(Task prompt): Write out the lines from the line containing "In the picture above, where can the orange cocktail" through the final line of the listing below, exactly, omitting every other line.

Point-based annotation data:
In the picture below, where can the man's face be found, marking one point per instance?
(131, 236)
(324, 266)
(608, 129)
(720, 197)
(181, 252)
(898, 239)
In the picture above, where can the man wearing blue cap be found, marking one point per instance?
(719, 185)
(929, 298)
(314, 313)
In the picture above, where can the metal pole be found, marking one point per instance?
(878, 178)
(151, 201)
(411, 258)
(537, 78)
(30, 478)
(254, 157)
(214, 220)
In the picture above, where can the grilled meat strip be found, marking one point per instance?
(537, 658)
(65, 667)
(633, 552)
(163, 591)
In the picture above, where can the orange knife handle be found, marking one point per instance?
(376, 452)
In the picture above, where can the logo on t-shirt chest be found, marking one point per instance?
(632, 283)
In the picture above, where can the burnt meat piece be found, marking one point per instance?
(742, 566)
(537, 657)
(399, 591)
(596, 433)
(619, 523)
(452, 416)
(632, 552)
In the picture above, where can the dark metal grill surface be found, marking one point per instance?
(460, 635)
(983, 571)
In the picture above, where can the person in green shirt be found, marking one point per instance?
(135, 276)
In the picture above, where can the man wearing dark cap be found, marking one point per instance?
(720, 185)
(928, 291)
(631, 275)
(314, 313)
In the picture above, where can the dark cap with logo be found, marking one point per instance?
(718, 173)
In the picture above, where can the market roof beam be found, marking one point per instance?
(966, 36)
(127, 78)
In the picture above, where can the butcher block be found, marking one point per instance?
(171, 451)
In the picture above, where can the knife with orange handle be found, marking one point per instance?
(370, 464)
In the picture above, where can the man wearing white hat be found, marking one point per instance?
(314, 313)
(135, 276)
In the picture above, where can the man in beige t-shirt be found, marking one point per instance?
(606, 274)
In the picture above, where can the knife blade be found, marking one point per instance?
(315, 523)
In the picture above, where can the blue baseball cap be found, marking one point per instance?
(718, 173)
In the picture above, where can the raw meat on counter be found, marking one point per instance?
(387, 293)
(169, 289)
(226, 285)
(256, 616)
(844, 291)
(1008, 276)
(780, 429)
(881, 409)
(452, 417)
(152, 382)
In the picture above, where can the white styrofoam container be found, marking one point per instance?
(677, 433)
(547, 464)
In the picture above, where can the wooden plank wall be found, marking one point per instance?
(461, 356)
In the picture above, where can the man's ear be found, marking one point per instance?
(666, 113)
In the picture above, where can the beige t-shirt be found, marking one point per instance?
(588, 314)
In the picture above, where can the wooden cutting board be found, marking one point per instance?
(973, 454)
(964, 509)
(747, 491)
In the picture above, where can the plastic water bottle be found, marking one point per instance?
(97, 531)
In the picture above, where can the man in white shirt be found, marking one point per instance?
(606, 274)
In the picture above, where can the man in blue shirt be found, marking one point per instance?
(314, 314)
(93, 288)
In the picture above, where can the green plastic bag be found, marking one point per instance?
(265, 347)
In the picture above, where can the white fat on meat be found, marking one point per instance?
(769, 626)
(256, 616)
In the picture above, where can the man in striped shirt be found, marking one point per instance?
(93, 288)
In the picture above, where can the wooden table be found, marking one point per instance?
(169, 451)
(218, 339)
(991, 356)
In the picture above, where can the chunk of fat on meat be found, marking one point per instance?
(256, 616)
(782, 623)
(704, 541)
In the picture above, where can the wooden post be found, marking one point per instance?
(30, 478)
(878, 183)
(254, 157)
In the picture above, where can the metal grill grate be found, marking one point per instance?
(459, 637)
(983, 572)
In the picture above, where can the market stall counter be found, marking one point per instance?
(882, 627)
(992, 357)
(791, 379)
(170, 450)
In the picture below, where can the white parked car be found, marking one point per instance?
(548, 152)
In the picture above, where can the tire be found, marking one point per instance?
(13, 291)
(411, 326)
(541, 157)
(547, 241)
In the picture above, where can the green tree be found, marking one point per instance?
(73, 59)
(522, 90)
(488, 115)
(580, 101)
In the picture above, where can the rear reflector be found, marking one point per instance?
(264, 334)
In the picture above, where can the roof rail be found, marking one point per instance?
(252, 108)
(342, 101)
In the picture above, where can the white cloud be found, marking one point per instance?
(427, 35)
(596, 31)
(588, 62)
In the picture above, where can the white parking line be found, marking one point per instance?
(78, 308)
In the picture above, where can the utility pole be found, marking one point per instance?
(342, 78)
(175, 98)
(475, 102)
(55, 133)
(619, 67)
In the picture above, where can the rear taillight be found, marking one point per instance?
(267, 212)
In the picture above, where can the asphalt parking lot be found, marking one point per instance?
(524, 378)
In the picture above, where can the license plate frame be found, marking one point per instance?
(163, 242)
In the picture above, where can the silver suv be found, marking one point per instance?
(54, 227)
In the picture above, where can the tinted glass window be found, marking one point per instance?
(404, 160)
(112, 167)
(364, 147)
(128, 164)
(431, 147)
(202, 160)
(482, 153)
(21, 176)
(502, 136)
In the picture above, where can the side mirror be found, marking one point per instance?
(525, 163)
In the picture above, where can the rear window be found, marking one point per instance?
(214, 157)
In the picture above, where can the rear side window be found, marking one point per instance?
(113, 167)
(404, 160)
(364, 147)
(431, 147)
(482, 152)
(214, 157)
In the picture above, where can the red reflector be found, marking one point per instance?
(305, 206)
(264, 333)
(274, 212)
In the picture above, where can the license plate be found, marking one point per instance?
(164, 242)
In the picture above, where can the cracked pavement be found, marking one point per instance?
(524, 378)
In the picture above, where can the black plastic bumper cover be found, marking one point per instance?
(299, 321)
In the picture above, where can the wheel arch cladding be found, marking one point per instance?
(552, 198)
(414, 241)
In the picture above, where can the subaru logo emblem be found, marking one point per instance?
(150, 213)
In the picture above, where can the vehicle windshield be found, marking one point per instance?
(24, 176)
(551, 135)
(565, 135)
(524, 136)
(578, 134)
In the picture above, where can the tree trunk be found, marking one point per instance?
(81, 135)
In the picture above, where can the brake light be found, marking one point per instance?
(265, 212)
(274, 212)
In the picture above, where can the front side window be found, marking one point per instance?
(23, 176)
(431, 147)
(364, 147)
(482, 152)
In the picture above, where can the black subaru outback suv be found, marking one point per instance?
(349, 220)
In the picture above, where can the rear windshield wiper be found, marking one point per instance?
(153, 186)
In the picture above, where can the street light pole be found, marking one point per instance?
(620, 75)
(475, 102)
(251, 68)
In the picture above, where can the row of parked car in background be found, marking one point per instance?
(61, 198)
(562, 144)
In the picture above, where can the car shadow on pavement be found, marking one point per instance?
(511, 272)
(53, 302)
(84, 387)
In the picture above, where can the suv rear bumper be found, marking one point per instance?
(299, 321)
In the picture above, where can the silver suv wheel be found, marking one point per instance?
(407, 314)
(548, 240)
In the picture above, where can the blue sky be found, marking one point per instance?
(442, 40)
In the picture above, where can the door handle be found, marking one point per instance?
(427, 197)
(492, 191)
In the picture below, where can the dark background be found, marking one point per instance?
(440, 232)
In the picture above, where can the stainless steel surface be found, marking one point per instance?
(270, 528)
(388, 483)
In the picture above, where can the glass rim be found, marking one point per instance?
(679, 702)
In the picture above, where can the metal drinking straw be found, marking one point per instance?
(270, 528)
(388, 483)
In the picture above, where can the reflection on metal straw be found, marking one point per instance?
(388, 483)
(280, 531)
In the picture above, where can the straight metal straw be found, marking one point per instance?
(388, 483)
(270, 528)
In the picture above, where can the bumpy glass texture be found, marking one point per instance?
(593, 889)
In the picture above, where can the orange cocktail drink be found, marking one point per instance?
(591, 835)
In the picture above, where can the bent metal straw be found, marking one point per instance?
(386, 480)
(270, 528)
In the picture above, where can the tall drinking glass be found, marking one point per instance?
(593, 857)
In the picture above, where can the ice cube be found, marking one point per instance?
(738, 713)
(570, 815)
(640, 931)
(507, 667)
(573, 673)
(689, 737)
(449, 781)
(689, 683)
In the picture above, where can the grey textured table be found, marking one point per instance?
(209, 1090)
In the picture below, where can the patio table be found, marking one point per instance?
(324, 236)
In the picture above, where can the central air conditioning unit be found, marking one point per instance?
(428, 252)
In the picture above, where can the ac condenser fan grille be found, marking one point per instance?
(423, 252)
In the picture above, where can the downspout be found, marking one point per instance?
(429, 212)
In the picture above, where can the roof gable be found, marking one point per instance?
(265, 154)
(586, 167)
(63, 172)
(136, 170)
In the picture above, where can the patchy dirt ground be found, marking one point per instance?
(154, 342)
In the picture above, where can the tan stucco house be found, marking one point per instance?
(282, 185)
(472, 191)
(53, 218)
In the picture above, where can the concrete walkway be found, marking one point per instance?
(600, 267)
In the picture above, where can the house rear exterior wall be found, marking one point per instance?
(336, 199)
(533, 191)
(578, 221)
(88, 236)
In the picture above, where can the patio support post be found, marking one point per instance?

(Solved exercise):
In the picture above, where can the orange cocktail drink be found, marking one point per instance?
(591, 835)
In the picture above, where can the bent metal straw be found, marking one point per instance?
(386, 480)
(270, 528)
In the picture above, where can the tall drinking glass be found, marking one point per instance?
(593, 857)
In the picture above, where can the ice cube be found, marking one point per instance?
(738, 713)
(570, 815)
(640, 931)
(507, 667)
(573, 673)
(689, 737)
(449, 781)
(689, 683)
In the picture above, where can the grey textured table be found, marking one point per instance?
(209, 1090)
In the picture below, where can the patio table be found, marking one point per instance?
(324, 236)
In the picture above, where can the central air conditioning unit be found, marking one point per instance?
(428, 252)
In the picture above, where can the ac condenser fan grille be found, marking one point per instance?
(423, 252)
In the picture above, where can the downspout be found, marking one point per instance?
(429, 212)
In the picture above, where can the roof gable be found, marking one point per instance?
(265, 154)
(586, 167)
(63, 172)
(136, 170)
In the picture above, where can the patchy dirt ground be found, marking one point per instance?
(154, 342)
In the picture above, where can the tan stucco house be found, marking one point per instance?
(282, 185)
(472, 191)
(53, 218)
In the picture above, where can the concrete walkway be found, marking one point per instance?
(600, 267)
In the picture above, where can the house rear exterior wall be found, marking one point per instance?
(336, 199)
(533, 191)
(578, 221)
(88, 236)
In the picture above, where can the patio support post be found, marking one point per instance?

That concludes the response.